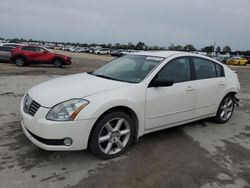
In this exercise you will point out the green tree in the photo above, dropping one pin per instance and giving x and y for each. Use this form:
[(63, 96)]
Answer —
[(226, 49), (189, 47), (140, 46), (208, 49)]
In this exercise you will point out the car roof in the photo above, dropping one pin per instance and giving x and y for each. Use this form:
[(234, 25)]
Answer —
[(162, 53)]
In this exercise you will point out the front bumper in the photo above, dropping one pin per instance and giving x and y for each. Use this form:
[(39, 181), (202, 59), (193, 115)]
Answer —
[(49, 135)]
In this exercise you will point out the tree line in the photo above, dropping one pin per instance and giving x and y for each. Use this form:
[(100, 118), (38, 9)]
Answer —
[(138, 46)]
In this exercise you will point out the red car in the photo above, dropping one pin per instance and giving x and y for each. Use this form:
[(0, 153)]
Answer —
[(247, 58), (24, 55)]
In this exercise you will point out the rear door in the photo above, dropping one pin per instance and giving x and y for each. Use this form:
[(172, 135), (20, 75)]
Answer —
[(5, 53), (209, 84), (29, 52)]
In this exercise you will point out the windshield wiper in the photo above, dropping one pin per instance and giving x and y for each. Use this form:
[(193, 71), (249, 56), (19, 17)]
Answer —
[(107, 77)]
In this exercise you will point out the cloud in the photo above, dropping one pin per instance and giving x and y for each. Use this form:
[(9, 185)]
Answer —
[(159, 22)]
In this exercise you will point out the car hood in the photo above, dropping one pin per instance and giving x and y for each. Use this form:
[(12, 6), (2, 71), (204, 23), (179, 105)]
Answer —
[(61, 89)]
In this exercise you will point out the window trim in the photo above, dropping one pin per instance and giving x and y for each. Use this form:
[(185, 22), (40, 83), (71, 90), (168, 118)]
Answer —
[(31, 47), (214, 63), (190, 65)]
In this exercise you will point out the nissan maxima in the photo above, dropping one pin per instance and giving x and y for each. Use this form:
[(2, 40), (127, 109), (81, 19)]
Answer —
[(109, 108)]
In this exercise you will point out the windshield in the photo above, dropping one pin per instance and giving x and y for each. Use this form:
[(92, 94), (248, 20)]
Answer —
[(129, 68)]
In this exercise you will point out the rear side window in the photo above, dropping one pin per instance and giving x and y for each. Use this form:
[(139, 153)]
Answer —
[(28, 48), (219, 70), (5, 49), (203, 68), (177, 70)]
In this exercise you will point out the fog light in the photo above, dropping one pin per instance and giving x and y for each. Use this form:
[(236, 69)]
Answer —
[(67, 141)]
────────
• [Exercise]
Write out, word for word, every line from the one containing "In this exercise you will point out the windshield in" down to the end of the entries above.

• [Response to this exercise]
In this exercise you will point out the windshield in the photo above, dropping one pin per instance and giving x and y for each. Use this form:
[(92, 94), (248, 20)]
Answer —
[(129, 68)]
In this exercise you will point out the rear side window in the photo above, dropping one pin per instance and giving x and y for each. Use this form:
[(139, 153)]
Answer —
[(28, 48), (219, 70), (5, 49), (203, 68), (177, 70)]
In this exercise you will point out the fog light in the photo above, dropping one pin per instance and giving x and y for each. Use this form:
[(236, 69)]
Answer —
[(67, 141)]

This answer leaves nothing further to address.